— START —

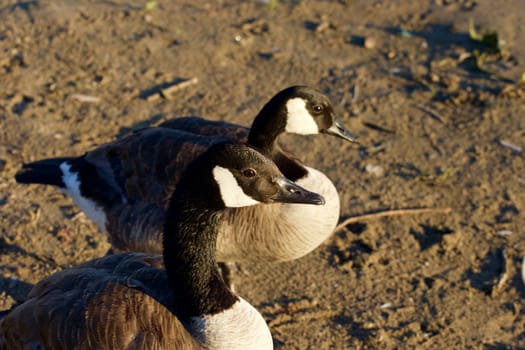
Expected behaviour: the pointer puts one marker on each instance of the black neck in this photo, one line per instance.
(190, 237)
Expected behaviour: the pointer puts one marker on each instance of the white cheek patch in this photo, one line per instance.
(300, 121)
(90, 208)
(232, 194)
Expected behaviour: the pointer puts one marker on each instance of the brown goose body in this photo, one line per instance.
(174, 301)
(123, 186)
(94, 305)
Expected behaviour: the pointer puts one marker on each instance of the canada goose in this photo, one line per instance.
(123, 186)
(129, 301)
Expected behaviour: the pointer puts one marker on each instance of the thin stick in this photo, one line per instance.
(430, 111)
(393, 212)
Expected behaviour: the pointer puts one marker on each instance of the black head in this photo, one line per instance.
(245, 177)
(300, 110)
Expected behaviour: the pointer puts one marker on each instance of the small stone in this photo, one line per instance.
(369, 43)
(376, 170)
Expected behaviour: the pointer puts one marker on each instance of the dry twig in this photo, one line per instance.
(394, 212)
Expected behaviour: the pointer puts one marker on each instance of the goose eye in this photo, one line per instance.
(249, 172)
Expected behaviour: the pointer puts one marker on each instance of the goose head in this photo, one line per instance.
(245, 177)
(227, 175)
(300, 110)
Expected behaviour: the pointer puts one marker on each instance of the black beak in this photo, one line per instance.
(338, 129)
(290, 192)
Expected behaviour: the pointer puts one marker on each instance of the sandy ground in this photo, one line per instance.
(435, 130)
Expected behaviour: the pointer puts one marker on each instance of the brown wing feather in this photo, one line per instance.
(146, 165)
(116, 302)
(206, 127)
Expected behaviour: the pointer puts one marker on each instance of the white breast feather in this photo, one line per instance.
(240, 327)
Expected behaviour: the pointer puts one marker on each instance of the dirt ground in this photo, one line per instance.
(439, 116)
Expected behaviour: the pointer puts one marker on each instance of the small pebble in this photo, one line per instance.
(369, 43)
(376, 170)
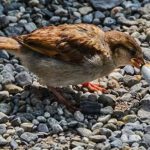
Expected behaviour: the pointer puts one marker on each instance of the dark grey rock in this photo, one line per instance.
(4, 95)
(13, 30)
(107, 110)
(99, 15)
(7, 77)
(146, 52)
(106, 100)
(116, 143)
(105, 4)
(134, 138)
(2, 129)
(4, 54)
(23, 78)
(109, 21)
(41, 119)
(84, 132)
(16, 122)
(13, 144)
(88, 18)
(61, 12)
(27, 126)
(3, 21)
(30, 27)
(43, 128)
(130, 81)
(105, 131)
(79, 116)
(55, 19)
(129, 69)
(5, 108)
(28, 137)
(85, 10)
(3, 141)
(98, 138)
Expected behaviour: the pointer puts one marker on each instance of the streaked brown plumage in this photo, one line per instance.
(73, 54)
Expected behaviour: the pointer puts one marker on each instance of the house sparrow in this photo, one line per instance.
(73, 54)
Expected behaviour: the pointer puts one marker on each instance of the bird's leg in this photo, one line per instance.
(62, 100)
(94, 87)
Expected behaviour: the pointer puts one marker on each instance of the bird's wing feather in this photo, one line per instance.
(70, 43)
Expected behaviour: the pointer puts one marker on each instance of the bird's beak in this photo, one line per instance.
(137, 62)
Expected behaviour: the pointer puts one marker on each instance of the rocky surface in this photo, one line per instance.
(30, 118)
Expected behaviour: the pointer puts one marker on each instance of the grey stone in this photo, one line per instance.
(27, 126)
(129, 69)
(146, 139)
(4, 95)
(43, 128)
(56, 128)
(130, 80)
(116, 143)
(78, 148)
(106, 100)
(79, 116)
(61, 12)
(3, 141)
(41, 119)
(105, 4)
(28, 137)
(109, 21)
(23, 78)
(134, 138)
(13, 30)
(7, 77)
(106, 110)
(3, 21)
(104, 119)
(88, 18)
(97, 125)
(30, 27)
(99, 15)
(16, 122)
(13, 144)
(98, 138)
(84, 132)
(85, 10)
(4, 54)
(55, 19)
(5, 108)
(2, 129)
(146, 52)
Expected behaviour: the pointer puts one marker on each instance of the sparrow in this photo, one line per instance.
(71, 54)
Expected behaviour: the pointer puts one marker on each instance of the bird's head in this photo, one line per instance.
(124, 48)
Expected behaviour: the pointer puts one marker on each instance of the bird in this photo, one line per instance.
(70, 54)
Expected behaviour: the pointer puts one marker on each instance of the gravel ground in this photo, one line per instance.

— END —

**Given exercise:** Copy exactly the lines from the one containing "of the sparrow" through the last line of the records, both included, and nothing else.

**Exercise output:**
Expected behaviour: the pointer puts one marker on each instance of the sparrow in this photo, one line per instance.
(71, 54)
Expected behaviour: the pointer puts one marker on each instance of the bird's head in this photo, one line per instance.
(124, 48)
Expected behaviour: the pointer puts one marker on each instance of the bird in this photo, one line per instance.
(70, 54)
Expected behaviour: the pointer puts one marker on each instance of the gravel ground in this photo, one line per instance.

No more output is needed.